Your example is jut the tip of the iceberg – Corporate media is structurally not capable of making sense of this, indeed is incentivised NOT to. This void must be filled by Social web media that increasingly allows direct citizen to citizen linking without being “mediated” at all. Of course the risk is that the key platforms themselves are Corporate.

In New Zealand we have just had an interesting case of the Prime Minister being uncovered for abusing a waitress over several months by stalking her at a cafe near where he lives and pulling her hair on multiple occasions. Most of the Corporate media have accepted his line that it was all a “bit of fun”, indeed some media have blamed her for politicizing the activity because she exposed it via a left-wing blog, that she is being selfish! Here is a link to the most unbelievable piece from a leading 7pm post news analysis show. You could not make this stuff up.

★ ★ ★ ★ ★ ★ ★

Check your understanding »
A) Repeat the stretch of the comment on corporate media from "Your example is" through "themselves are Corporate.".
B) Answer these questions from the comment on corporate media:
(i) In which country did the case involving the Prime Minister take place?
(ii) Through what kind of outlet did the waitress expose the activity?
(iii) What line from the Prime Minister have most of the Corporate media accepted?
The listing after this point comes from a separate source.

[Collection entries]
★ ★ ★ ★ ★ ★ ★

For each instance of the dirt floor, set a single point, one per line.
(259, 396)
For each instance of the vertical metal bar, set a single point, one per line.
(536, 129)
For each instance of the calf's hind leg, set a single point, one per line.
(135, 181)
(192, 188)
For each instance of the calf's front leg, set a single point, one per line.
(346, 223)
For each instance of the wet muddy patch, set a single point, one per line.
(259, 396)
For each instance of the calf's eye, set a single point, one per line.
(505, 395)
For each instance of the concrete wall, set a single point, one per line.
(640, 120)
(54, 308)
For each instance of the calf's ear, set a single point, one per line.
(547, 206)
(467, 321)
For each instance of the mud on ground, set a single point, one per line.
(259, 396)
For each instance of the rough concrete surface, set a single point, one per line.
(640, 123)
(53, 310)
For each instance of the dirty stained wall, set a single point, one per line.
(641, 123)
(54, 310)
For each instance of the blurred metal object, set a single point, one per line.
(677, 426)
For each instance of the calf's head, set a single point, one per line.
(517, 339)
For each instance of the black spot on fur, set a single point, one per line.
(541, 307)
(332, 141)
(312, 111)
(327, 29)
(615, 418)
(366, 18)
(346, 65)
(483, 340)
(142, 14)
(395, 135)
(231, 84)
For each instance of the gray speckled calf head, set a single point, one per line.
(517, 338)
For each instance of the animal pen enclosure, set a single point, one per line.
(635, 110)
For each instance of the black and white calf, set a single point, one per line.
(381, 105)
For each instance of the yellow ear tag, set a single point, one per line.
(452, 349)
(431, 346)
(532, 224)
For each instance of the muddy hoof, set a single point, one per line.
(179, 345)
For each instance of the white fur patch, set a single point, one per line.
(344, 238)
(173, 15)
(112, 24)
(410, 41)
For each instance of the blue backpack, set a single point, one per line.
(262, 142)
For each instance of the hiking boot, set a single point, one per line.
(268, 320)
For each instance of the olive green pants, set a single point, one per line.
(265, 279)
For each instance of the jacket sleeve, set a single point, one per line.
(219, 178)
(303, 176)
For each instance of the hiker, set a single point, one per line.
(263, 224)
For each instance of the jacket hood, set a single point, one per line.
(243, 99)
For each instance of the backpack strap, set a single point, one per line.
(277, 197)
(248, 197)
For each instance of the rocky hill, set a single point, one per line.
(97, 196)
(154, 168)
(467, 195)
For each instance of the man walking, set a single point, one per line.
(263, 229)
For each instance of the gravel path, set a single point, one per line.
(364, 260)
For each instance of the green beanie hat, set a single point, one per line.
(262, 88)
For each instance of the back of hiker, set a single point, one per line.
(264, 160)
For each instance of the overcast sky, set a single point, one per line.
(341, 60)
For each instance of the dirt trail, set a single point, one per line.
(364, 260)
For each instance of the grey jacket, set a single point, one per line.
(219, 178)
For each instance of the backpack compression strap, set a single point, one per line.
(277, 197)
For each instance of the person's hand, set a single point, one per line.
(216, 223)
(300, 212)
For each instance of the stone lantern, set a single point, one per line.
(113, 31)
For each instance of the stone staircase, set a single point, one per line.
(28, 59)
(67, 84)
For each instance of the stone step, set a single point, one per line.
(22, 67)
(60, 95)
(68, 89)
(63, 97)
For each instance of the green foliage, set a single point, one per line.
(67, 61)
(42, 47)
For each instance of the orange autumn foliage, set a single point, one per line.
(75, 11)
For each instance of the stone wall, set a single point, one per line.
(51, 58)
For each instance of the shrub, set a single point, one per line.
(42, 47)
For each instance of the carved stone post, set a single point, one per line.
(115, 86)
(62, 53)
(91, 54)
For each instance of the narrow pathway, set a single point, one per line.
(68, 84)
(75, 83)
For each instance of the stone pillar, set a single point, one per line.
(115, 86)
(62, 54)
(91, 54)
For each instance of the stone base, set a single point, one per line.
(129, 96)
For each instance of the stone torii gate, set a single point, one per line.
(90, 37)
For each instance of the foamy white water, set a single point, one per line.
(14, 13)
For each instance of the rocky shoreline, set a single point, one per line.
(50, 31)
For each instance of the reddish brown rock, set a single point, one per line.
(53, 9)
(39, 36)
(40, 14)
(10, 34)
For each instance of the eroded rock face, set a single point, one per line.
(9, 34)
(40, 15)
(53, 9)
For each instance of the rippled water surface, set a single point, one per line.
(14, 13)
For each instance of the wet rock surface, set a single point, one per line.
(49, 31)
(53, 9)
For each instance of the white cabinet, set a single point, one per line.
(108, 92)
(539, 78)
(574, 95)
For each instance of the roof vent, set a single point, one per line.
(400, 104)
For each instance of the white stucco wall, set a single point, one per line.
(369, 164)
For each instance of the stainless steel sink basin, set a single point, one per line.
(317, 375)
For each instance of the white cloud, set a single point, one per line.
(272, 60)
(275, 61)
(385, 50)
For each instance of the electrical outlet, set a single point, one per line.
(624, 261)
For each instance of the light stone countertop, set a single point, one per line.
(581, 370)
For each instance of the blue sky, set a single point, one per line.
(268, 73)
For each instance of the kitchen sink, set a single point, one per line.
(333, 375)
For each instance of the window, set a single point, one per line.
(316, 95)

★ ★ ★ ★ ★ ★ ★

Answers to each task »
A)
Your example is jut the tip of the iceberg – Corporate media is structurally not capable of making sense of this, indeed is incentivised NOT to. This void must be filled by Social web media that increasingly allows direct citizen to citizen linking without being “mediated” at all. Of course the risk is that the key platforms themselves are Corporate.

B)
(i) New Zealand.
(ii) A left-wing blog.
(iii) That it was all a "bit of fun."